### SUPPLIED DATA
* * * * * * * * *

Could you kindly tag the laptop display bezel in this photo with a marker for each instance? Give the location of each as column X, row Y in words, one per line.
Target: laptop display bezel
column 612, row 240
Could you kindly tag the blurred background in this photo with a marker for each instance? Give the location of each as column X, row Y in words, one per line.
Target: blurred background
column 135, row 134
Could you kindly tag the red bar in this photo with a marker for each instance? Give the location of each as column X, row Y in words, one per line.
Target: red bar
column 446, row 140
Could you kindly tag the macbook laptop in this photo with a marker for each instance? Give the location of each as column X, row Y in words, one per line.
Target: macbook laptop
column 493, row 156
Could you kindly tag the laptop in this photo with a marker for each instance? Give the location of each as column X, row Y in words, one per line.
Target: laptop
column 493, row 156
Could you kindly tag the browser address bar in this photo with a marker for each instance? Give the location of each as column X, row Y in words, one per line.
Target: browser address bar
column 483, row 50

* * * * * * * * *

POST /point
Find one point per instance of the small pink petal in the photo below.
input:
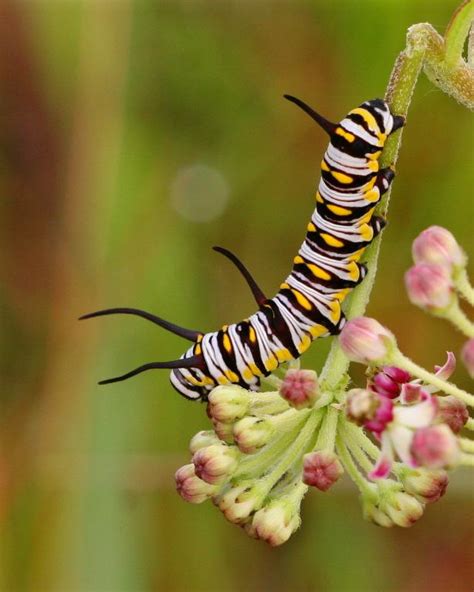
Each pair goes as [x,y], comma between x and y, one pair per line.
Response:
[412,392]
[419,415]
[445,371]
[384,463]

* * * * * * * * *

### WHAT THIS TASK INVOLVES
Extract every line from the one containing "Could you kindly tag the laptop display" down to the one containing "column 483, row 50", both included, and copy them verbatim.

### EXERCISE RESPONSE
Could you kindly tag the laptop display bezel in this photo with a marker for each instance? Give the location of each as column X, row Y in words, one per line.
Target: laptop display bezel
column 612, row 240
Could you kindly tag the blurred background in this photo with a marker for each instance? Give the location of each as column X, row Y in words, one per line.
Target: blurred background
column 135, row 134
Could you kindly tag the red bar in this photo with a marker for each instance? Give the location of each as column X, row Y in words, one per line.
Target: red bar
column 446, row 140
Could you kindly tag the macbook laptop in this photo with a marker for each instance? Give the location of each as column X, row Y in words, one per line.
Target: macbook laptop
column 493, row 156
Could you kindly tag the laptop in this photo with a marker for each instance? Give the location of each as column X, row Y in words, one per line.
Target: laptop
column 493, row 156
Could you kindly tag the browser address bar in this photo with a marker for each instance? Give the location of each as column X, row Y in words, one per line.
Target: browser address bar
column 483, row 50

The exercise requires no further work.